== SUPPLIED TEXT ==
■ ■ ■ ■ ■ ■ ■

The electrical asymmetry effect in capacitive discharges

One of the major demands in plasma processing has always been the independent control of ion energy and ion flux. Dual-frequency capacitive discharges with one low and one typically an order of magnitude higher frequency are one of the concepts presently applied in industry. However, recent investigations have shown that there is in fact a coupling between the two frequency components that limits independent control by the two RF powers. Here, a novel concept is introduced based on the electrical asymmetry effect (EAE) that provides simple and stable control of ion energy and flux in an almost ideally independent way [1]. Also here two RF frequencies are applied but with the second frequency being exactly the second harmonic of the first and with a fixed but controllable phase. This phase is the control parameter for the ion energy that changes approximately linearly with the phase. Geometrically symmetric discharges can be made effectively asymmetric with one electrode showing a higher sheath potential than the other. Choosing the proper phase allows then to reverse the situation or to make the discharge symmetric. In geometrically asymmetric discharges the wall potential can be raised or lowered. When tuning the phase, the flux stays approximately constant and its absolute value can be set with the RF amplitudes. The concept of the EAE is developed and analyzed by 1) an analytical model, 2) a hydrodynamic and Monte-Carlo (MC) simulation, 3) a self consistent PIC/MC simulation, and 4) an experimental verification in a laboratory experiment. All four approaches show excellent agreement and confirm the above advantages. The technique has found successful application already in an industrial reactor for large area solar cell production (Leybold Optics). Compared to the standard single frequency case at 13.56 MHz the silicon deposition rate was easily more than doubled and the homogeneity improved. \\[4pt] [1] Brian G. Heil, U. Czarnetzki, R. P. Brinkmann, T. Mussenbrock, JPhysD: Appl. Phys. 42, 165202 (2008)

■ ■ ■ ■ ■ ■ ■

== STORED ROWS ==

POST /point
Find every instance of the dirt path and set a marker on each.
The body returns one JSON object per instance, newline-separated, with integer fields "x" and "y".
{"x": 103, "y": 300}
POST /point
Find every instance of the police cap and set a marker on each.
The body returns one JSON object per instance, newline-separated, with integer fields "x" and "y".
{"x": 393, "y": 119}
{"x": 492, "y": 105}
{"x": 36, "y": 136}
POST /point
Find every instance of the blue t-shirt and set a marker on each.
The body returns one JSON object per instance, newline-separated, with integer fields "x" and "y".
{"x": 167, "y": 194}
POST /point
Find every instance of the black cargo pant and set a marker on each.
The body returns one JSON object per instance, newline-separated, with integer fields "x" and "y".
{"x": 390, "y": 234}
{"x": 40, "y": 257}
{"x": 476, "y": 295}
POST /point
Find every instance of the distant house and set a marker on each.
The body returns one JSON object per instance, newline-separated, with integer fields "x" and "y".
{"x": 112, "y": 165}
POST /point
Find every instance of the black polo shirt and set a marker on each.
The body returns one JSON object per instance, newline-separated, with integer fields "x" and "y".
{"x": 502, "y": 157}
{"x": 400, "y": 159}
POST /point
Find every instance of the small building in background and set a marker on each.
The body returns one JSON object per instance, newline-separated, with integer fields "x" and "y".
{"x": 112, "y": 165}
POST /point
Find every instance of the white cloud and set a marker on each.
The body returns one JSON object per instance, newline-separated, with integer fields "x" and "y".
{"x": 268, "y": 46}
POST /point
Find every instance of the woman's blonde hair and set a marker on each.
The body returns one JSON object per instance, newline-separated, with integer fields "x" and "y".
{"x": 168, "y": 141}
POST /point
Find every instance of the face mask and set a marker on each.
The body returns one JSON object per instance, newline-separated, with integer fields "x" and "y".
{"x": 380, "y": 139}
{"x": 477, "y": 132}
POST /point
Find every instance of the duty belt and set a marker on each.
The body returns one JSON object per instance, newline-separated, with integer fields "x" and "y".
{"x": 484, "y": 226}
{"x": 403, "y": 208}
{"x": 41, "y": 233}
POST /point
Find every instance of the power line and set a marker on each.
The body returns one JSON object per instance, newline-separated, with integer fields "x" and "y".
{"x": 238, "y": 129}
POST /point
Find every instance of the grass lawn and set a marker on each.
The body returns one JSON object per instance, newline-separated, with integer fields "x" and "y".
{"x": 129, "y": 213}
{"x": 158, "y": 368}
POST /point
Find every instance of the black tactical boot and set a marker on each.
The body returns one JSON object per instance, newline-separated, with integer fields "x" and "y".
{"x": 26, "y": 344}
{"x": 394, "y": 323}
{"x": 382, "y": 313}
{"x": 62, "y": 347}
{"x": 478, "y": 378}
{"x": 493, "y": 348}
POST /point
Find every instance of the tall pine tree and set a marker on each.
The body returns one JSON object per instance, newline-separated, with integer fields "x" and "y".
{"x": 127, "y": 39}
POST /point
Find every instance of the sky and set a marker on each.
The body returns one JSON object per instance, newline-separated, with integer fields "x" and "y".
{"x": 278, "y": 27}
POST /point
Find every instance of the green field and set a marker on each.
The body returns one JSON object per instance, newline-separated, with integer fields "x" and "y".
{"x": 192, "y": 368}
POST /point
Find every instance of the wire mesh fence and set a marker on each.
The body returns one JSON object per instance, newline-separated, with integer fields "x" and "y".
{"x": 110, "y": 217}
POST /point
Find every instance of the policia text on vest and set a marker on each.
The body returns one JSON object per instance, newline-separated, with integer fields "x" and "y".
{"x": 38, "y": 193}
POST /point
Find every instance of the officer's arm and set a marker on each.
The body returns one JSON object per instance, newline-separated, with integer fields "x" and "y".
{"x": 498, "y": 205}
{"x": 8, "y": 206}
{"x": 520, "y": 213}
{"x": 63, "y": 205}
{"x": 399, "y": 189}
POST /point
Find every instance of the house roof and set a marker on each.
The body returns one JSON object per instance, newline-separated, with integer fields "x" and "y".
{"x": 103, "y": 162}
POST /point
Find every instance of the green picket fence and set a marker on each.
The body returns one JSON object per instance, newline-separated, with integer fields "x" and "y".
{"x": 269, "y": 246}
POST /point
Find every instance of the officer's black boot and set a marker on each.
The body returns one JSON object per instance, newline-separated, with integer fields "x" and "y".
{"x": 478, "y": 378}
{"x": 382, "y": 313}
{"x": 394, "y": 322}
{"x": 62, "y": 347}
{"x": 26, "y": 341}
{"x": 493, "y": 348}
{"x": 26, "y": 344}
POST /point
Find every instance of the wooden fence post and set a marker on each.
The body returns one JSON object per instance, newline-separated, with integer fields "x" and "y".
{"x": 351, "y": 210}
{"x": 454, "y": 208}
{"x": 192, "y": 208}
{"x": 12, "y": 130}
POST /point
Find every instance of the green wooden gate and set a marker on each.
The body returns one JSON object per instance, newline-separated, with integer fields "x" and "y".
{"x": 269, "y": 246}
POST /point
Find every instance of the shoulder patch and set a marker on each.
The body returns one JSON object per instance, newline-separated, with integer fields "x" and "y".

■ ■ ■ ■ ■ ■ ■

According to the passage about the electrical asymmetry effect, what serves as the control parameter for the ion energy? Rely only on the passage about the electrical asymmetry effect.

The fixed but controllable phase between the two RF frequencies